| What is needed |
Go to the line that contains "of the felled" and extract it along with every line after it, exactly, through the end of the data below.

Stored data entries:
Segment Open
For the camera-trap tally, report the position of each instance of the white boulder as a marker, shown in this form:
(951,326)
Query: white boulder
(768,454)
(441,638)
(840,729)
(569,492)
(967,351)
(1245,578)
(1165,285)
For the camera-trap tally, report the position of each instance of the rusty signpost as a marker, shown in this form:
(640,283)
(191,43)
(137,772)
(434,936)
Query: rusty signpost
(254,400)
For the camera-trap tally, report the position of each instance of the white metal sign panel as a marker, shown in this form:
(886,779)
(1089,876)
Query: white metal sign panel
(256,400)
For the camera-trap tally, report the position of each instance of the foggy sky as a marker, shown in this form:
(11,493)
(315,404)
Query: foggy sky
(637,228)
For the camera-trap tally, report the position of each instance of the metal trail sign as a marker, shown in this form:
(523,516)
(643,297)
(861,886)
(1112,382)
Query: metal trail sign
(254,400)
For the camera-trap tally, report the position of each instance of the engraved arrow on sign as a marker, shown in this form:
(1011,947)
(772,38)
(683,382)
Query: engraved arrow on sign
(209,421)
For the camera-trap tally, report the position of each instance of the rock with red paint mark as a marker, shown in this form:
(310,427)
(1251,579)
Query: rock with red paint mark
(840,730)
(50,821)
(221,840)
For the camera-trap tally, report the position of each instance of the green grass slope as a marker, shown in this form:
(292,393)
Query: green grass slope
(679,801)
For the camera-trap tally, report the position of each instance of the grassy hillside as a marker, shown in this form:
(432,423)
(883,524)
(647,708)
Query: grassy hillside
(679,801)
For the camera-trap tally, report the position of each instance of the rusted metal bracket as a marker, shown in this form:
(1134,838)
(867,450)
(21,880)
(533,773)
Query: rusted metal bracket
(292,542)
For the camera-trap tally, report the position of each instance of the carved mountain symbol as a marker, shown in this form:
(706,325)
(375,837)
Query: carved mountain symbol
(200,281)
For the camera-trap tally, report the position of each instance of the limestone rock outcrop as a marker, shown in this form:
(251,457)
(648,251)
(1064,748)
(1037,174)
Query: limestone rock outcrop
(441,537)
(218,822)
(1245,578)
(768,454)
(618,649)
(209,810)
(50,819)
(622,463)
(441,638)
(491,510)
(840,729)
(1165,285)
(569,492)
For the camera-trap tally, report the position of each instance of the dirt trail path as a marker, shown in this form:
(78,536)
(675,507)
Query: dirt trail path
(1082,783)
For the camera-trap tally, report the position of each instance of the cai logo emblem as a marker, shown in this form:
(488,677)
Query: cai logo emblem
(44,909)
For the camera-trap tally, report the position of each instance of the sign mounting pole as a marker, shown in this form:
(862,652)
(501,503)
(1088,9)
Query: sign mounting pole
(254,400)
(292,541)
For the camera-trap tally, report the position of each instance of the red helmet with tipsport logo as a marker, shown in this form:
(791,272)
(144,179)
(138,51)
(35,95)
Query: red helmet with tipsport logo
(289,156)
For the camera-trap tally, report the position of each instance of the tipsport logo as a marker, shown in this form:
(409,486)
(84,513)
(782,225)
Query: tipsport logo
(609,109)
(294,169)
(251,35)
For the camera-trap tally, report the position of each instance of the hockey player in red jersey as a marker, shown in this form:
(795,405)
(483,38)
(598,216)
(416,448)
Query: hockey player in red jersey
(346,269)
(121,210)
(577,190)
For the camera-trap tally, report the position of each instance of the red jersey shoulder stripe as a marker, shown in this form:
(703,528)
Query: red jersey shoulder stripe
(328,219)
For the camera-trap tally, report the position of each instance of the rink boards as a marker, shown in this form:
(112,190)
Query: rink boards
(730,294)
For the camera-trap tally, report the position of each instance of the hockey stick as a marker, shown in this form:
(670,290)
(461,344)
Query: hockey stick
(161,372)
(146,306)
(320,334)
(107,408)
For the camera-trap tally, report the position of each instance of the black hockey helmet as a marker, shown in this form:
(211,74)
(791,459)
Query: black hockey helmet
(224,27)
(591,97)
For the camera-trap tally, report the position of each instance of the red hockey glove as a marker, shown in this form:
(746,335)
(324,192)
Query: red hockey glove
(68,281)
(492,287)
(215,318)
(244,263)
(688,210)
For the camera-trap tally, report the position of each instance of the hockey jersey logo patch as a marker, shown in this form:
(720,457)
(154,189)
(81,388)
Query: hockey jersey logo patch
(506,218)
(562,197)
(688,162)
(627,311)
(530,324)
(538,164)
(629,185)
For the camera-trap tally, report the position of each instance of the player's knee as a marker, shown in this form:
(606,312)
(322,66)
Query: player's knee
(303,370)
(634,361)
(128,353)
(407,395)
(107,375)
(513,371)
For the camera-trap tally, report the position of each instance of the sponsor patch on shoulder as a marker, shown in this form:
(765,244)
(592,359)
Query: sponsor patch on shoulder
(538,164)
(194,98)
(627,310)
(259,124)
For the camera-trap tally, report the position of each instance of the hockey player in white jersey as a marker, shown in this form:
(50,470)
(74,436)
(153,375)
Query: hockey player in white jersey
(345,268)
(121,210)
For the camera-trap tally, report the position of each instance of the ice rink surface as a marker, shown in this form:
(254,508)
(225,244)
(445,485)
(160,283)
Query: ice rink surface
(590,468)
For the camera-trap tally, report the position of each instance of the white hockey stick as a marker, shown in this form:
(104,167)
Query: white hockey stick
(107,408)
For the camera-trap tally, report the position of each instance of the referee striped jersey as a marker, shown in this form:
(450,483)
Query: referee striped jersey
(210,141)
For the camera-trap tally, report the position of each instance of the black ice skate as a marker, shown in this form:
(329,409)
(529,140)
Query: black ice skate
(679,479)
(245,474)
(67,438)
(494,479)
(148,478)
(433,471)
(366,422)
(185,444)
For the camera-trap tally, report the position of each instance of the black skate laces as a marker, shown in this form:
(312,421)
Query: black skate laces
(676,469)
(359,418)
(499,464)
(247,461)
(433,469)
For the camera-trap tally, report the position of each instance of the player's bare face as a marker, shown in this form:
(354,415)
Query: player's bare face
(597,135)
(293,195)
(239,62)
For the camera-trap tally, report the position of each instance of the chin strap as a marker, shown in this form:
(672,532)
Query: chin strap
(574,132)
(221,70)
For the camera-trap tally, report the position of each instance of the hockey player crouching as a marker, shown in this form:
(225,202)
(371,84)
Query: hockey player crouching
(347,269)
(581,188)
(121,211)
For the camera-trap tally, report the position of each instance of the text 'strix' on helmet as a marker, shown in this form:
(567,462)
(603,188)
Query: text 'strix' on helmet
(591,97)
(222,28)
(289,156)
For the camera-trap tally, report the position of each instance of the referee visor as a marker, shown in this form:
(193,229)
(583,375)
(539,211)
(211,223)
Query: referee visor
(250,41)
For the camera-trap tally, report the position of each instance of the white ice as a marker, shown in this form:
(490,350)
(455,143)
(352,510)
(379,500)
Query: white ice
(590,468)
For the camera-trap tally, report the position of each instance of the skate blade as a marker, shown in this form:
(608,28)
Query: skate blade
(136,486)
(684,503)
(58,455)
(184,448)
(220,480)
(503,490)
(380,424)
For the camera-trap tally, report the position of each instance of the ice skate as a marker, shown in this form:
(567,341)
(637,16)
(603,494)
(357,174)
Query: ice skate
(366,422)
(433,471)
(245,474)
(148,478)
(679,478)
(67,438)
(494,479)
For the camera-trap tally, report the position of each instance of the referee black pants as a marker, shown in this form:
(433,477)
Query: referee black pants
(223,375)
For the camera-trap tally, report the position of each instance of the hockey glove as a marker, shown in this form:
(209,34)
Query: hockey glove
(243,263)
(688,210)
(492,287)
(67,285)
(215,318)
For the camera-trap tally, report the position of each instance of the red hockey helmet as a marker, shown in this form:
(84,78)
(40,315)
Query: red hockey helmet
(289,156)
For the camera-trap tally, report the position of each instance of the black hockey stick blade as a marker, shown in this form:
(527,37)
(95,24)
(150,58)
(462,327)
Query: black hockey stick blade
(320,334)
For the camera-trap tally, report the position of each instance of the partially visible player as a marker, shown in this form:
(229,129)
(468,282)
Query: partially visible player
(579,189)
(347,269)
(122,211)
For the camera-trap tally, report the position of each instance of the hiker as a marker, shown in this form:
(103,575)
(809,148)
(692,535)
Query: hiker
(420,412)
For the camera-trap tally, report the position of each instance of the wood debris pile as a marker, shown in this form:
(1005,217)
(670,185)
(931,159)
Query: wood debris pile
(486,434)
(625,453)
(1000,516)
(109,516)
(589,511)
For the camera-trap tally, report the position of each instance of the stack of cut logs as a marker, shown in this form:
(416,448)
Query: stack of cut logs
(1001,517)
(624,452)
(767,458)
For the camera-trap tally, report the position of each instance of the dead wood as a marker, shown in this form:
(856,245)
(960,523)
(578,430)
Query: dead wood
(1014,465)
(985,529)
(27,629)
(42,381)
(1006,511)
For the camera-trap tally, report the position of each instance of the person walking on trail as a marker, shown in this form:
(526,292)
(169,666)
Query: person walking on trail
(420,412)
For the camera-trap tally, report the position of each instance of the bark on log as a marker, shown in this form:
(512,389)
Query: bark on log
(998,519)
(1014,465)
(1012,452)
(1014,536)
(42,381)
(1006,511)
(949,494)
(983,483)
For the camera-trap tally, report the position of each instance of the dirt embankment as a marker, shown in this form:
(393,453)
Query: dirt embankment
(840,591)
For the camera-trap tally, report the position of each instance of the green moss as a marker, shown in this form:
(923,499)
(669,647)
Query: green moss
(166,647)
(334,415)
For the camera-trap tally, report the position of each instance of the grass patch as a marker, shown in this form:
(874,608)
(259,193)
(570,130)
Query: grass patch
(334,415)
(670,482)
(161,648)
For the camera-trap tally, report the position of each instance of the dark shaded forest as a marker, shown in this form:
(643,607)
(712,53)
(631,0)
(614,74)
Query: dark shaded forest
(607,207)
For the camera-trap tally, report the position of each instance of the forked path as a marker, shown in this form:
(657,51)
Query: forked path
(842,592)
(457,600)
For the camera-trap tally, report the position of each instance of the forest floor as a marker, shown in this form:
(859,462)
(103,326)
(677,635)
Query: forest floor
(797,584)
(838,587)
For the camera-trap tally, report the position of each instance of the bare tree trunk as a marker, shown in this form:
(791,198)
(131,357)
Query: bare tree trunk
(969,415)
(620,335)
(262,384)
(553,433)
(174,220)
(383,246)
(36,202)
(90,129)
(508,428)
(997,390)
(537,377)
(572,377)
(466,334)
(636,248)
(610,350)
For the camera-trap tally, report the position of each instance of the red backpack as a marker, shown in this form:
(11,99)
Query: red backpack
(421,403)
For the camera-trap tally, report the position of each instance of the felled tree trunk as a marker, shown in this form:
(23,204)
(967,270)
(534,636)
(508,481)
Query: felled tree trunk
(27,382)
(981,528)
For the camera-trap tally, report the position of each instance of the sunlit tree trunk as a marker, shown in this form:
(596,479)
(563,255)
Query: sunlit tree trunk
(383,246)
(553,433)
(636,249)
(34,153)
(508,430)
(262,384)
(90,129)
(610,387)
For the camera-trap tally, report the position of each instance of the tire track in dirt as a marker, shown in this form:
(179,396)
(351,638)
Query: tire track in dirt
Segment Closed
| Exercise response |
For the camera-trap tally, report the position of each instance of the felled tree trunk as a marker, shown in this form:
(23,204)
(967,270)
(534,636)
(508,481)
Query: felled tree trunk
(27,382)
(981,528)
For the camera-trap tally, report the position of each instance of the sunlit tree trunk as a marker, shown in this form:
(596,479)
(563,255)
Query: sunlit tree trunk
(383,246)
(553,433)
(636,249)
(34,153)
(508,430)
(262,384)
(90,129)
(610,387)
For the camera-trap tally, report the position of each instance of the tire track in dirt as a marker, shown in this form:
(179,396)
(351,638)
Query: tire track in dirt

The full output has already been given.